» **TEXTE FOURNI**
Conscient que toutes
ses expériences picturales ont leur importance dans son évolution, Deyrolle ne
rejette rien du passe. Sans trop se préoccuper des théories, il additionne
chaque nouvel élément acquis, le passant au crible de son jugement. Cette indépendance
d’esprit vis-à-vis des doctrines lui laisse une grande liberté dans son travail
de peintre, liberté tempérée cependant par sa rigueur personnelle. Même le
dogme, sacro-saint pour certains, de la non-figuration n’est plus pour lui un problème
dès lors qu’il atteint son plein épanouissement :
« Je me suis
rendu compte qu’une non-figuration systématique n’était pas l’essentiel, et que
toute œuvre valable était celle ou – incontrôlé au départ – un sentiment était
enclos. »
Mais pour en
arriver là, le chemin a été long. Jeune artiste figuratif au début des années
quarante, Deyrolle avait alors repris à son compte le concept d’ « image
visuelle primitive» et d’ « image mentale » expose par Sérusier dans son ABC
de la peinture. C’est-à-dire sur le processus de transformation du « motif »
naturaliste envisagé par le peintre, au départ, en cette image métamorphosée
qu’il va essayer de recréer sur la toile : une première simplification s’impose
du fait même de la représentation sur la surface plane à deux dimensions du
tableau; et cette réduction obligée de l’image visuelle primitive s’ajoutent
des interpositions dues à la mémoire, aux sentiments individuels éminemment subjectifs
(beauté ou laideur, idée de l’harmonie … ), enfin aux états psychologiques et
physiologiques de chacun (« la sensibilité ») variables par définition:
tous ces facteurs d’importance inégale modifiant l‘image visuelle primitive au
point de la transformer en une « image mentale » que l’artiste va s’efforcer de
matérialiser sur le papier ou sur la toile tout au long de l’exécution de l’œuvre.
Ayant choisi
ensuite de s’exprimer sur le mode abstrait, il n’est plus acceptable pour
Deyrolle – surtout après 1948 – qu’une composition, qu’il veut résolument
abstraite, résulte de cette image visuelle primitive peu ou prou figurative, même
si cette image est transformée au point d’être indécelable pour un non initié.
Ce n’est qu’après beaucoup de tâtonnements et de persévérance que Deyrolle
trouvera vers 1955 ce maillon qui lui manquait dans la chaine abstraite: « Je
crois que l’abstraction est à la base de sentiment. Ce qui m’a été difficile,
c’est d’en prendre conscience. »
Depuis les années
soixante, il n’importe plus à Deyrolle que « le choc » à
l’origine d’une œuvre soit décelable ou non, ni même
que
le sentiment éprouvé par le spectateur
soit analogue au sien. Ce qui maintenant lui apparaît déterminant est l’instauration
entre lui et le spectateur d’un rapport de connivence ou l’identification
figurative n’entre pas en ligne de compte. Mais pour cela, le regard du
spectateur doit être actif. Au-delà de cette communication discursive due au « sujet
» dans la peinture figurative, le tableau abstrait permet une relation plus
intuitive. Et même quand une œuvre provoque chez certains des «associations»

» **LIGNES DE DONNÉES**

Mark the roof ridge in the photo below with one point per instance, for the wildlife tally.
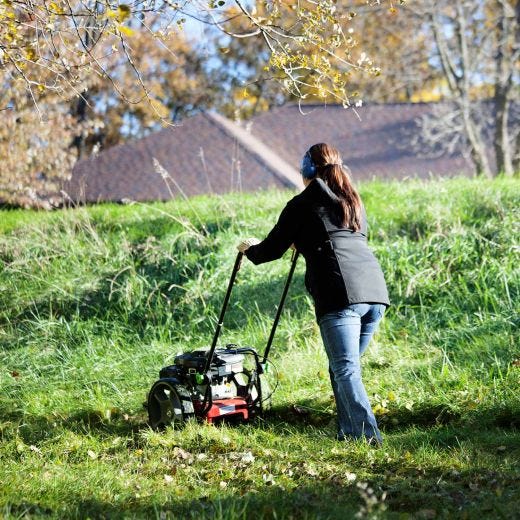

» **OBJECTIFS**
1 – Selon le texte sur Deyrolle, vers quelle année le peintre trouve-t-il le maillon qui lui manquait dans la chaîne abstraite ?
2 – Répétez mot pour mot le passage du texte sur Deyrolle qui s'ouvre sur les mots "naturaliste envisagé par" et se termine par "l’exécution de l’œuvre.".

» **RÉSULTATS DANS L'ORDRE**
1 – Vers 1955.

2 –
naturaliste envisagé par le peintre, au départ, en cette image métamorphosée
qu’il va essayer de recréer sur la toile : une première simplification s’impose
du fait même de la représentation sur la surface plane à deux dimensions du
tableau; et cette réduction obligée de l’image visuelle primitive s’ajoutent
des interpositions dues à la mémoire, aux sentiments individuels éminemment subjectifs
(beauté ou laideur, idée de l’harmonie … ), enfin aux états psychologiques et
physiologiques de chacun (« la sensibilité ») variables par définition:
tous ces facteurs d’importance inégale modifiant l‘image visuelle primitive au
point de la transformer en une « image mentale » que l’artiste va s’efforcer de
matérialiser sur le papier ou sur la toile tout au long de l’exécution de l’œuvre.